## [EXCERPT TO READ]
— Begin —
The market imperfections approach seeks to explain: A. the disadvantages associated with the adoption of a completely free market view. B. why different nations import goods from other countries even when they are more capable of producing them efficiently. C. the preference for FDI over licensing by firms as a strategy to enter foreign markets. D. the benefits of exercising protectionism coupled with partial embrace of free market approach.

C

The viability of an exporting strategy is often constrained by transportation costs, particularly of products that have a _____ and that can be produced in almost any location. A. high local content requirement B. low total landed cost C. low value-to-weight ratio D. low licensing tariff

C

Until the 1980s, Japan perceived direct entry of foreign (especially U.S.) firms with ample managerial resources into the Japanese markets as detrimental to the development and growth of their own industry and technology, leading Japan to block the majority of applications to invest in Japan. However, there were always exceptions to this policy, where, from the perspective of the Japanese government, the benefits of FDI outweighed the perceived costs. From this, it can be inferred that, Japan adopted the _____ view of FDI. A. radical B. free market C. pragmatic nationalist D. eclectic

C

Which of the following involves granting a foreign entity the right to produce and sell the firm's product in return for a royalty fee on every unit sold? A. Outsourcing B. Exporting C. Licensing D. Product divestment

C

Which of the following is NOT one of the factors that a party's bargaining power depends upon when negotiating? A. Each party's time horizon. B. The value each side places on what the other has to offer. C. The number of people on the negotiation panel. D. The number of comparable alternatives available to each side.
— End —
[Object location annotation data]
— Begin —
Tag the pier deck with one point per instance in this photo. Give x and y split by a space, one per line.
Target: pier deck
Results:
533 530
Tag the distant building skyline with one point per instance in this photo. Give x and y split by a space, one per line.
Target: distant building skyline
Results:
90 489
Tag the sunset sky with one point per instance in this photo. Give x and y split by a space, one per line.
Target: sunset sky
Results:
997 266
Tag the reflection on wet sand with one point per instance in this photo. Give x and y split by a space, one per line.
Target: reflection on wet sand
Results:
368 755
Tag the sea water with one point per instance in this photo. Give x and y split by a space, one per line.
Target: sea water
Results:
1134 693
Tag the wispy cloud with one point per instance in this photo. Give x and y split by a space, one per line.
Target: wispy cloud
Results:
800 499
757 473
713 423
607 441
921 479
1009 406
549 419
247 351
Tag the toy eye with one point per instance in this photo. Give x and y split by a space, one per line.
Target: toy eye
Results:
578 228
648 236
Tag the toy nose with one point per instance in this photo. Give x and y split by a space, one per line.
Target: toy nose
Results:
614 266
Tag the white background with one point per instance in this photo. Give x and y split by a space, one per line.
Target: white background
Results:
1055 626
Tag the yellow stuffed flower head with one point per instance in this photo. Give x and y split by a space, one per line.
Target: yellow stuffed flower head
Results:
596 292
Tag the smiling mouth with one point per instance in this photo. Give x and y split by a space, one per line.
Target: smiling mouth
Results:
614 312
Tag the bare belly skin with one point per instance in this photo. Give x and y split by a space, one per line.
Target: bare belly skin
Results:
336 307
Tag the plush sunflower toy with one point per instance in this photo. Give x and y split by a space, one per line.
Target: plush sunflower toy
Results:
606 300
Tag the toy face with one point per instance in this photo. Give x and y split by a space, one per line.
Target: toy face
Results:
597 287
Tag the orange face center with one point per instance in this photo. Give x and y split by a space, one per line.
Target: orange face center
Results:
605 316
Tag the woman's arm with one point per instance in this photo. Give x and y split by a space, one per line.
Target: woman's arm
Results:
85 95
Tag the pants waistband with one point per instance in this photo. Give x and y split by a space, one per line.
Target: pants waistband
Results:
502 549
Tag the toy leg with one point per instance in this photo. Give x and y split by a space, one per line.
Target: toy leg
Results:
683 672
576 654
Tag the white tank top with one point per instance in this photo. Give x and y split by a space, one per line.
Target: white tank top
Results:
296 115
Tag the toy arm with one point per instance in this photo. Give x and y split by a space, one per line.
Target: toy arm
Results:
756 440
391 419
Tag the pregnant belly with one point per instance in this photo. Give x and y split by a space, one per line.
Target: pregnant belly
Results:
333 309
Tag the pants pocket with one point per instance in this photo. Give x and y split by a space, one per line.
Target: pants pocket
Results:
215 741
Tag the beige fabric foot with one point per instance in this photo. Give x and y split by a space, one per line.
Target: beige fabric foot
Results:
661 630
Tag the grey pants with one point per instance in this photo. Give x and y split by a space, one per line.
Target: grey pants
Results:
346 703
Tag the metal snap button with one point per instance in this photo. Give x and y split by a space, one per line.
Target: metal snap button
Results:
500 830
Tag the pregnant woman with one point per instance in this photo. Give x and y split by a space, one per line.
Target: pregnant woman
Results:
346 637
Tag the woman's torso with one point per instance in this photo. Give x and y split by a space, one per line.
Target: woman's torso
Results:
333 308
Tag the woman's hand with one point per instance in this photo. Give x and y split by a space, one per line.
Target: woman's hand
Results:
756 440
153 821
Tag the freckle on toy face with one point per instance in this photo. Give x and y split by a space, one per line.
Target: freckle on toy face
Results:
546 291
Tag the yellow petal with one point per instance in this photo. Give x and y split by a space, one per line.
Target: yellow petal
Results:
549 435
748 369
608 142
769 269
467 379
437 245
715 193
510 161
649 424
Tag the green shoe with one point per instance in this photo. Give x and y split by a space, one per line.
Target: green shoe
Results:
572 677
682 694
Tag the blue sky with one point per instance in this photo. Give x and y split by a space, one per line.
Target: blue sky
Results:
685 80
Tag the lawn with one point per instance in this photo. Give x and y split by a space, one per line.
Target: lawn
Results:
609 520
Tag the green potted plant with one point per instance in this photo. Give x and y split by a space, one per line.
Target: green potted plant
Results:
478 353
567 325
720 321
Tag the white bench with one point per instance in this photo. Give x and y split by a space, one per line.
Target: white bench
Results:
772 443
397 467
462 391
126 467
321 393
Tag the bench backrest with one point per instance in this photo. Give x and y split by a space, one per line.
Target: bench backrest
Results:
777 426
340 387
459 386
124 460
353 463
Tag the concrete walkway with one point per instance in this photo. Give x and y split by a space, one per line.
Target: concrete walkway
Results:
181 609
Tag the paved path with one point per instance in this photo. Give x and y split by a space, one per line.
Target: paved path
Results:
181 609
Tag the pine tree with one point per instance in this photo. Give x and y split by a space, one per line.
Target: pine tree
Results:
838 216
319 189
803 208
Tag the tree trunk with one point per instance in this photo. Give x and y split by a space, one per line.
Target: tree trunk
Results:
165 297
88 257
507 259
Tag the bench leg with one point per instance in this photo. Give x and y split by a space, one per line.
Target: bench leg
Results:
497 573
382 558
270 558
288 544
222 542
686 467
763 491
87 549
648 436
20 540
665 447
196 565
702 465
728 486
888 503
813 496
— End —
## [STATED EXERCISE]
Can you extract the passage of the international business quiz between "Which of the following involves" and "to each side.", inclusive?

## [FINAL RESULT]
Which of the following involves granting a foreign entity the right to produce and sell the firm's product in return for a royalty fee on every unit sold? A. Outsourcing B. Exporting C. Licensing D. Product divestment

C

Which of the following is NOT one of the factors that a party's bargaining power depends upon when negotiating? A. Each party's time horizon. B. The value each side places on what the other has to offer. C. The number of people on the negotiation panel. D. The number of comparable alternatives available to each side.